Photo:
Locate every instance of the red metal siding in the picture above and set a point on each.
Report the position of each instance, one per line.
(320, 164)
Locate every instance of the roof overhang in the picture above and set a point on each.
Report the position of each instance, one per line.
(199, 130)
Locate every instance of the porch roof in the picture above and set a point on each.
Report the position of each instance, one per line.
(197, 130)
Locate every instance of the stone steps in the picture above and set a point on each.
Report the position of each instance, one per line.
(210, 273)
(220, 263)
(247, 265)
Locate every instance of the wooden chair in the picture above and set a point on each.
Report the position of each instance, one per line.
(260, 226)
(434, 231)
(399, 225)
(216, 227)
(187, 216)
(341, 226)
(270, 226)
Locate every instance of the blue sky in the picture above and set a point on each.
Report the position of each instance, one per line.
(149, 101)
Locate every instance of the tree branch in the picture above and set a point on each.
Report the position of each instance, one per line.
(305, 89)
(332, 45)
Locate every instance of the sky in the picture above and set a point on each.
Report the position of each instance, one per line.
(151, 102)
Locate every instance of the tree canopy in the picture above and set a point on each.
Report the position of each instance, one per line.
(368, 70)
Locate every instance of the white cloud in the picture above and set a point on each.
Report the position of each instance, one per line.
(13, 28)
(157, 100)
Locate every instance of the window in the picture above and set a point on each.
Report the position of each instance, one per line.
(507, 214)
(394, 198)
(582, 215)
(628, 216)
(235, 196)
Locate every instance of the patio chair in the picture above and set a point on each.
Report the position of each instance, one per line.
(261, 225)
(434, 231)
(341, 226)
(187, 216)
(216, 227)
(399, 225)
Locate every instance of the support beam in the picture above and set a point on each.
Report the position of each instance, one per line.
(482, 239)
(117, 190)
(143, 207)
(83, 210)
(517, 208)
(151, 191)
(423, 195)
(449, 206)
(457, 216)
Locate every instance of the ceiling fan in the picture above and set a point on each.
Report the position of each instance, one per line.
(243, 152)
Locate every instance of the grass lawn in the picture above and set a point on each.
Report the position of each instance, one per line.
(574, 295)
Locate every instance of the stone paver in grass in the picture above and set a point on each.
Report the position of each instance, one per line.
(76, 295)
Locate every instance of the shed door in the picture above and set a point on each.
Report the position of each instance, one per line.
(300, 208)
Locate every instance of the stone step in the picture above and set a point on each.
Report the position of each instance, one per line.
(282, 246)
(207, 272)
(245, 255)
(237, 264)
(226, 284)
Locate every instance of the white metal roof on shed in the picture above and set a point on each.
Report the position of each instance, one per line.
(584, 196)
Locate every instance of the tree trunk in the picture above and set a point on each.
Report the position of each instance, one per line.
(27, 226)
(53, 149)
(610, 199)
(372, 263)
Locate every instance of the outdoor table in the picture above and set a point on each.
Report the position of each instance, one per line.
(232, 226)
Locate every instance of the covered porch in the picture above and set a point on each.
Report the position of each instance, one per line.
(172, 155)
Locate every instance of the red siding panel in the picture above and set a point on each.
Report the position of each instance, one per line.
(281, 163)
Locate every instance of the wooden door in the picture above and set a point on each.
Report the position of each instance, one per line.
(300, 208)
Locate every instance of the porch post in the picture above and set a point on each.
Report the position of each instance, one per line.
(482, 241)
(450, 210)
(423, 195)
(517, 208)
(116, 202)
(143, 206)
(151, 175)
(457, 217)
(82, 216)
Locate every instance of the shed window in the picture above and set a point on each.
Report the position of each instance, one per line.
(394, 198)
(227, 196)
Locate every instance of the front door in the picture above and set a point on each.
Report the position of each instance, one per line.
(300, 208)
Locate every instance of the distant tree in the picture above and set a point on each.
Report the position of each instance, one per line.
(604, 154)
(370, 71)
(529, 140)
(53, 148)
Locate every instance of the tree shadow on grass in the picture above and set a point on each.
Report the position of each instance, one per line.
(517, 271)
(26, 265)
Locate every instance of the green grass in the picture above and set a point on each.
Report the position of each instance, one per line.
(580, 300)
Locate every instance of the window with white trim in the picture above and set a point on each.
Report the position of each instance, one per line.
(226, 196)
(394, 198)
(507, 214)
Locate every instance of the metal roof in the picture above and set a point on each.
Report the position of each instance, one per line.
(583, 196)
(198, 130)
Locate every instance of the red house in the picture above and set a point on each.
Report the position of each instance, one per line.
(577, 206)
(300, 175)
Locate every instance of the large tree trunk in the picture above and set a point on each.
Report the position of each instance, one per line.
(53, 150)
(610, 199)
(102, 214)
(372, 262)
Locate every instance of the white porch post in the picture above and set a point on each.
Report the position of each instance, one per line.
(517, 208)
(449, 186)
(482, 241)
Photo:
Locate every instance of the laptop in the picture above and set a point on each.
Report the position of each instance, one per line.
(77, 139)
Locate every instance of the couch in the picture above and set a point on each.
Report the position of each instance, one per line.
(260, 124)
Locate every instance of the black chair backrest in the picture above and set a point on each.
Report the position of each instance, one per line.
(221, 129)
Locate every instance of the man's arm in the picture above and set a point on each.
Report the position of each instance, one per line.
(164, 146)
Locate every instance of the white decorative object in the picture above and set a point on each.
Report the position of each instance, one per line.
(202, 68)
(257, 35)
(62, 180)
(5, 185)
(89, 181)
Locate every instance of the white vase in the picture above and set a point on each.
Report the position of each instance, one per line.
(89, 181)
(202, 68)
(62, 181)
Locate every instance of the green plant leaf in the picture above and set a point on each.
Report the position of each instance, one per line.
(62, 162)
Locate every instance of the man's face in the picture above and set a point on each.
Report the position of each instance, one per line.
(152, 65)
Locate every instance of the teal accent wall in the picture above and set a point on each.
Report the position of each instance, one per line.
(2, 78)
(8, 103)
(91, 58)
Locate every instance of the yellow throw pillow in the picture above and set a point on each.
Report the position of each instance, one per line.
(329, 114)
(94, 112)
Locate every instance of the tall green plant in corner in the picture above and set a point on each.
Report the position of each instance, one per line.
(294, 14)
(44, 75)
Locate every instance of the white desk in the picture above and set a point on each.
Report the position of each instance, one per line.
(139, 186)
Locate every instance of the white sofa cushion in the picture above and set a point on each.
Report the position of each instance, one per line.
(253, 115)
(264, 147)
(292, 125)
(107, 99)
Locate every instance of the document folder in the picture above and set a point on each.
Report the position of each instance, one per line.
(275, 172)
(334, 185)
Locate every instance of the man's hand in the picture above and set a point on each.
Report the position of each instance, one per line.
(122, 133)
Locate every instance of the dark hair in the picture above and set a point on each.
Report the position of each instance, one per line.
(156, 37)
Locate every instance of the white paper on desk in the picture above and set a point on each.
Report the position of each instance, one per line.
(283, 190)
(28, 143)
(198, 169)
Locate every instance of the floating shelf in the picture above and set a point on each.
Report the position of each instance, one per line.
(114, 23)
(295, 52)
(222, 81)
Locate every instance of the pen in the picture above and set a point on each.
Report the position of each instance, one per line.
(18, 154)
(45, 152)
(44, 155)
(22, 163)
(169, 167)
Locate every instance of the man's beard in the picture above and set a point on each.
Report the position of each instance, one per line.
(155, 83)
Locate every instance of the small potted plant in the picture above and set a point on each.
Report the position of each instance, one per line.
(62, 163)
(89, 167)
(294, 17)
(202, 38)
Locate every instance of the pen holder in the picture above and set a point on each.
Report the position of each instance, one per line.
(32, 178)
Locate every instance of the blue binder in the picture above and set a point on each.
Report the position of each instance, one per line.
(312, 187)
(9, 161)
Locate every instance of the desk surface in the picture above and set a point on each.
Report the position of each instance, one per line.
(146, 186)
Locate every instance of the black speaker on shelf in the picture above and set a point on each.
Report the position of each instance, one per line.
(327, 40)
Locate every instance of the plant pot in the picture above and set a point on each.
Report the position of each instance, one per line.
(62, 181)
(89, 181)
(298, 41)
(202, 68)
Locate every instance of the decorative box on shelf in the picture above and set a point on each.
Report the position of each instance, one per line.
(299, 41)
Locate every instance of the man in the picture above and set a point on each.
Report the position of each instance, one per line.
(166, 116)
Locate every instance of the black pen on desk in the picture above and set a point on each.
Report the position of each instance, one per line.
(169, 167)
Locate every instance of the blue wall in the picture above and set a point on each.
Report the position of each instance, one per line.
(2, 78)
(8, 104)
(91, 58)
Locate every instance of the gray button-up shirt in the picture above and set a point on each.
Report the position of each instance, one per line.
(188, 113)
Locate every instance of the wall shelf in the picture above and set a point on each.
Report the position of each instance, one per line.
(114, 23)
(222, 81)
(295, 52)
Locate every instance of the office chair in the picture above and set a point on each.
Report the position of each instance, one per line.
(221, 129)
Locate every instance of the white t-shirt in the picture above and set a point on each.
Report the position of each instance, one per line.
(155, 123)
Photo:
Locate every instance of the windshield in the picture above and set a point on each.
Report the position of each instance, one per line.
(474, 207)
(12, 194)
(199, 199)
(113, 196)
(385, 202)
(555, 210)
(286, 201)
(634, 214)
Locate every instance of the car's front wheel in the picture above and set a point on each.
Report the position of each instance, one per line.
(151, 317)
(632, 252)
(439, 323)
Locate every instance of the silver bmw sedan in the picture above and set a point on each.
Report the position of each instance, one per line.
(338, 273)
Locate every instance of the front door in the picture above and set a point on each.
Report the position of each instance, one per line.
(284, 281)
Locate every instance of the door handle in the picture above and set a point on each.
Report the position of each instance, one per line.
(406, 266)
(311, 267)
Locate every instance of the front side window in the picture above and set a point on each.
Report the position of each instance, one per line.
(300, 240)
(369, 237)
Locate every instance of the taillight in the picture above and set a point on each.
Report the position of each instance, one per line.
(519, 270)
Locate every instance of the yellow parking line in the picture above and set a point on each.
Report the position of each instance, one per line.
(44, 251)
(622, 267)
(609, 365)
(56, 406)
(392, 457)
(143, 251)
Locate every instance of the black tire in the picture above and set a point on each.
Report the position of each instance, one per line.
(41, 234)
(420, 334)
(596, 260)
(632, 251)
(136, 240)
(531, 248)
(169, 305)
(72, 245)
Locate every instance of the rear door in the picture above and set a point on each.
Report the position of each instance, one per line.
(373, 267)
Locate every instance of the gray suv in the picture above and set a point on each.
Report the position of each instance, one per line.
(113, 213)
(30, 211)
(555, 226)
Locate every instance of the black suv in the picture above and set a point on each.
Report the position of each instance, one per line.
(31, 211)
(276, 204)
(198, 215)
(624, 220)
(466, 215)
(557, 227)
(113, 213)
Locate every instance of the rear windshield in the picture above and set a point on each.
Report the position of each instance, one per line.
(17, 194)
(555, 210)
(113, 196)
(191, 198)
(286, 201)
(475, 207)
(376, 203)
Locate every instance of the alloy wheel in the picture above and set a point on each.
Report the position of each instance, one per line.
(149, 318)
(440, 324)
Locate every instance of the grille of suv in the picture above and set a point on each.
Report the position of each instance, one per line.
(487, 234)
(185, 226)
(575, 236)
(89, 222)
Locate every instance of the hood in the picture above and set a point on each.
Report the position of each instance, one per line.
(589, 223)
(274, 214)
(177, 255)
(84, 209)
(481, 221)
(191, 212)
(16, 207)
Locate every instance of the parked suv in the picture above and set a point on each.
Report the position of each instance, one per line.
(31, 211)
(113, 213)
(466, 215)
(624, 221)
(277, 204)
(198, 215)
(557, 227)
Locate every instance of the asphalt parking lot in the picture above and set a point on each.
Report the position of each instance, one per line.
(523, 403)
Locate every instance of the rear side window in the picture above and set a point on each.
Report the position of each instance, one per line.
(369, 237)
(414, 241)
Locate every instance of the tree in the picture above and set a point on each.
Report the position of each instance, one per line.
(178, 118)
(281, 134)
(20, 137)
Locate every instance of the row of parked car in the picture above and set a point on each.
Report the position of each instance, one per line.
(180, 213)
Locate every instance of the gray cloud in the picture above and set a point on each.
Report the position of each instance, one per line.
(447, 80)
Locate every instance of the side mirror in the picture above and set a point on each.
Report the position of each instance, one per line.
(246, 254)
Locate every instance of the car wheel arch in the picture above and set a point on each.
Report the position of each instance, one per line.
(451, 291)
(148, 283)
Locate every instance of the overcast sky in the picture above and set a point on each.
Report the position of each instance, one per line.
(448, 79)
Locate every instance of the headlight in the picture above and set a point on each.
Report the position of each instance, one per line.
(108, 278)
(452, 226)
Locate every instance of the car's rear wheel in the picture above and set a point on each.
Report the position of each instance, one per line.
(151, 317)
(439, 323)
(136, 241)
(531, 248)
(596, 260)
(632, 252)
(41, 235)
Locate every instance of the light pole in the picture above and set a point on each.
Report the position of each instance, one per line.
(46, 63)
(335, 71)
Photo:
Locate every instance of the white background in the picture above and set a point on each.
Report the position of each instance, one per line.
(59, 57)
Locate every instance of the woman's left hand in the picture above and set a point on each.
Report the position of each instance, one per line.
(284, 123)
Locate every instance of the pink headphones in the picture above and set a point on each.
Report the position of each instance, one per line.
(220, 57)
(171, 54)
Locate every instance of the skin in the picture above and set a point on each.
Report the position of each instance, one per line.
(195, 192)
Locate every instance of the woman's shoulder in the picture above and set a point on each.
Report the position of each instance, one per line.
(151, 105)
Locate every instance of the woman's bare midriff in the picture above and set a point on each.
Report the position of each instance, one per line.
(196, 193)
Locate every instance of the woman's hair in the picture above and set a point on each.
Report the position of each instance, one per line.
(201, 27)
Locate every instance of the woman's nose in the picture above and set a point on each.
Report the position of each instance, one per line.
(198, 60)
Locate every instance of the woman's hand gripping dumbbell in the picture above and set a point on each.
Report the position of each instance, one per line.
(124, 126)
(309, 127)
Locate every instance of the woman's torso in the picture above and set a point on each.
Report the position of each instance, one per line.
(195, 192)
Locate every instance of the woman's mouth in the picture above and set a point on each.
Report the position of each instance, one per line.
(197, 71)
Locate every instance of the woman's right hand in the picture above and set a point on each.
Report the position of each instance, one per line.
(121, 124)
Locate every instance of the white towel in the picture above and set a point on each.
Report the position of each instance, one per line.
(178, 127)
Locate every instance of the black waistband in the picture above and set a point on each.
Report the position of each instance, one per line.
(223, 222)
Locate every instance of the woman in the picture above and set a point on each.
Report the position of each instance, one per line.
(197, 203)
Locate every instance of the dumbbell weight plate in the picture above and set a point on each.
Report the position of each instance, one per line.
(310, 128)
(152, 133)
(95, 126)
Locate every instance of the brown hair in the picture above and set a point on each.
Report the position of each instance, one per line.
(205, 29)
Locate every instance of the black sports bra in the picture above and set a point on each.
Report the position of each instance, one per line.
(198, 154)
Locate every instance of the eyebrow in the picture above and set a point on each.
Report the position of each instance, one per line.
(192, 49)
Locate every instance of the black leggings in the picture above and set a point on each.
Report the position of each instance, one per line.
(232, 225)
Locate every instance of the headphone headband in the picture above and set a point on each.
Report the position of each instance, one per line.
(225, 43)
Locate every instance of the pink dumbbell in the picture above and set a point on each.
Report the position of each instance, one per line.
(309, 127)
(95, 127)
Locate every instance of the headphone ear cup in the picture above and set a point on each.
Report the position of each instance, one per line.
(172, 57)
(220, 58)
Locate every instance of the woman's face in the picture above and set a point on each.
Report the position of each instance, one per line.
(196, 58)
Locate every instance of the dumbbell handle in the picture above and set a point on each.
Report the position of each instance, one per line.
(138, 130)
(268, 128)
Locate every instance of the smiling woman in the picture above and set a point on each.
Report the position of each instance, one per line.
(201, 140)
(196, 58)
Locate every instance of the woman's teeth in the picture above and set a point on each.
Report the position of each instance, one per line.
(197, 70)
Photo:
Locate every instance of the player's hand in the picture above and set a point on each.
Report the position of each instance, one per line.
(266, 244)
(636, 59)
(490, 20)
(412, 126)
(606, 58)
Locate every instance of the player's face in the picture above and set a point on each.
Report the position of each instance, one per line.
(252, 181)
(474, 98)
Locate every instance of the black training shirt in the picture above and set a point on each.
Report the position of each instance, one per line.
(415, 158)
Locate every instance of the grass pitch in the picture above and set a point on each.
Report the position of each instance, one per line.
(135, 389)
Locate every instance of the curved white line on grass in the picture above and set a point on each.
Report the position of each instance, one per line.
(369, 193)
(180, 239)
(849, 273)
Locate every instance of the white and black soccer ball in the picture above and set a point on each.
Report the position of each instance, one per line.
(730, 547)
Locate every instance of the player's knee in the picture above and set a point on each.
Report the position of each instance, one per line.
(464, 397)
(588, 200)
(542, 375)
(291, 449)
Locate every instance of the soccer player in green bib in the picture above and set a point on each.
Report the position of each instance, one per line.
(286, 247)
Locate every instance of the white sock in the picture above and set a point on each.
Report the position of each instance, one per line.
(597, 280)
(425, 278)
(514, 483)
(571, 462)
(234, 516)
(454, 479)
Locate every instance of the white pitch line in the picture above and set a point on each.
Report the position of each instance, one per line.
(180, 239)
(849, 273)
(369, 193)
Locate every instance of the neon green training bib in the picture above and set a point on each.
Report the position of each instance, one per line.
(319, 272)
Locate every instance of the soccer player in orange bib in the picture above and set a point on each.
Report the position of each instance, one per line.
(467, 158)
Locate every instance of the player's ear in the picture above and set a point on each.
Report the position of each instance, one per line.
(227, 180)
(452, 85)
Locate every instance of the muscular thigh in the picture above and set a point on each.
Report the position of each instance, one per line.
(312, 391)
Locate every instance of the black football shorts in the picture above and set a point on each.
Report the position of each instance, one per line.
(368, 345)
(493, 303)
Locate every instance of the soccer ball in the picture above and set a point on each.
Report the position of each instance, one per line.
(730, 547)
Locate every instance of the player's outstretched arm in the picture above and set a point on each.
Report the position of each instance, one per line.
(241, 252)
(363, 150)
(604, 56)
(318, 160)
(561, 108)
· · ·
Required work |
In the listing above, find the line with "Locate every instance of the document" and the line with "Locate every instance of the plant". Output those two lines and every line between them, exactly as written.

Exercise result |
Locate every instance of the document folder in the picture above and set a point on each.
Report the position of each instance, one per line.
(275, 172)
(334, 185)
Locate every instance of the man's hand in the picture above and set a point on each.
Report the position of each instance, one per line.
(122, 133)
Locate every instance of the dark hair in the picture above and set a point on each.
Report the position of each instance, one per line.
(156, 37)
Locate every instance of the white paper on desk in the picture above and set a point on each.
Report the position of each instance, one per line.
(283, 190)
(28, 143)
(198, 169)
Locate every instance of the floating shelf in the picture above and set a point on each.
Report the position of each instance, one per line.
(114, 23)
(295, 52)
(222, 81)
Locate every instance of the pen in the picture above and set a point on each.
Report the position of each instance, one per line.
(18, 154)
(45, 152)
(44, 155)
(22, 163)
(169, 167)
Locate every instance of the man's beard in the picture above and set a point on each.
Report the position of each instance, one per line.
(155, 83)
Locate every instance of the small potted plant in the picture above and set a point on each.
Report the position of each instance, one per line.
(62, 163)
(89, 167)
(294, 17)
(202, 38)
Locate every instance of the pen holder in the picture above and set a point on each.
Report the position of each instance, one per line.
(32, 178)
Locate every instance of the blue binder in the picture above and set a point on each.
Report the position of each instance, one per line.
(312, 187)
(9, 161)
Locate every instance of the desk surface in the picture above and set a point on each.
Report the position of each instance, one per line.
(146, 186)
Locate every instance of the black speaker on shelf in the picture above and set a point on each.
Report the position of each instance, one per line.
(327, 40)
Locate every instance of the plant pot in the picture above and set a point on each.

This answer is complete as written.